Text →
:::::

Na klar würden wir gern angeln gehen.#6
Wie wärs für den Anfang mit der Seebrücke in Dahme?
Fürs Brandungsangeln haben wir noch keine Vorfächer, da wir das noch nie gemacht haben. #t
Müßten uns dann aber auf die Schnelle ein paar Wattis vor Ort besorgen, die gibts hier im Teutoburger Wald leider nicht.

Liebe Grüße
Uschi + Achim


----------



## celler (11. Dezember 2008)

*AW: 21.12. kleines Anglertreffen*

hmm,jetzt erklär mir mal bitte einer die unterschiede zwischen nem vorfach für die seebrücke und einem vorfach fürn strand???


----------



## Ute (11. Dezember 2008)

*AW: 21.12. kleines Anglertreffen*

Da hat celler Recht.
Das, was man von der Brücke "schmeißt", nimmt man auch vom Strand aus. #6
Je nach dem wie das Wetter ist, können wir ja mit meinem Boot starten. Die Brücke ist am Wochenende immer Rand voll. So viele Fische kommen da auch nicht hin, das es sich lohnt.


----------



## Welsmaus (12. Dezember 2008)

*AW: 21.12. kleines Anglertreffen*

Hallo Ute,

Bootangeln ist natürlich auch okay - wenn's Wetter paßt. An welche Uhrzeit hattest du denn gedacht. Morgens, mittags, abends? 
Fürs Brandungsangeln, so haben wir gelesen bzw. gehört, braucht man doch Clips, damit die Würmer nicht wegfliegen, wenn man 100 m wirft. So etwas besitzen wir (noch) nicht. Fürs Angeln von der Brücke nehmen wir auch nur kurze Ruten mit, was für den Strand auch nicht opitmal wäre. Oder vertue ich mich?

Gruß

Uschi


----------



## Andy1608 (12. Dezember 2008)

:::::

Angaben →
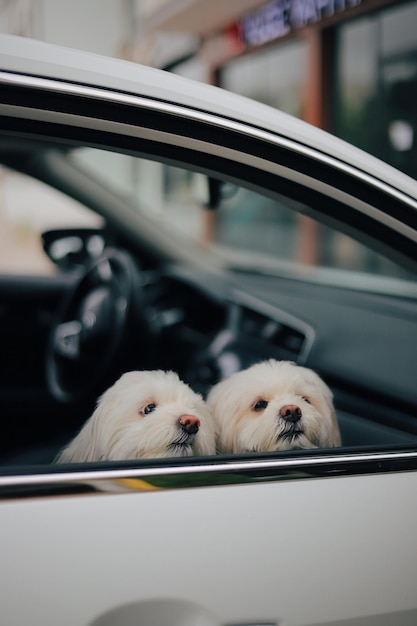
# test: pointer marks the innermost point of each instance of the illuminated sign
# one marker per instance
(280, 17)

:::::

Aufgaben →
1. Entscheiden Sie, ob die Aussagen (a) bis (c) mit dem Text über das Anglertreffen übereinstimmen, und belegen Sie jede Antwort mit den entscheidenden Worten des Textes.
(a) Uschi und Achim besitzen bereits Vorfächer für das Brandungsangeln.
(b) Ute zufolge ist die Brücke am Wochenende immer sehr voll.
(c) Für das Angeln von der Brücke nehmen Uschi und Achim lange Ruten mit.
2. Wozu braucht man laut Uschi im Text über das Anglertreffen beim Brandungsangeln Clips?
3. Schreiben Sie aus dem Text über das Anglertreffen die Stelle ab, die mit den Worten „## Welsmaus (12.“ beginnt und nach den Worten „vertue ich mich?“ endet.

Lösungen →
1.
(a) Nein: „Fürs Brandungsangeln haben wir noch keine Vorfächer, da wir das noch nie gemacht haben.“
(b) Ja: „Die Brücke ist am Wochenende immer Rand voll.“
(c) Nein: „Fürs Angeln von der Brücke nehmen wir auch nur kurze Ruten mit“

2. Damit die Würmer nicht wegfliegen, wenn man 100 m wirft.

3.
## Welsmaus (12. Dezember 2008)

*AW: 21.12. kleines Anglertreffen*

Hallo Ute,

Bootangeln ist natürlich auch okay - wenn's Wetter paßt. An welche Uhrzeit hattest du denn gedacht. Morgens, mittags, abends? 
Fürs Brandungsangeln, so haben wir gelesen bzw. gehört, braucht man doch Clips, damit die Würmer nicht wegfliegen, wenn man 100 m wirft. So etwas besitzen wir (noch) nicht. Fürs Angeln von der Brücke nehmen wir auch nur kurze Ruten mit, was für den Strand auch nicht opitmal wäre. Oder vertue ich mich?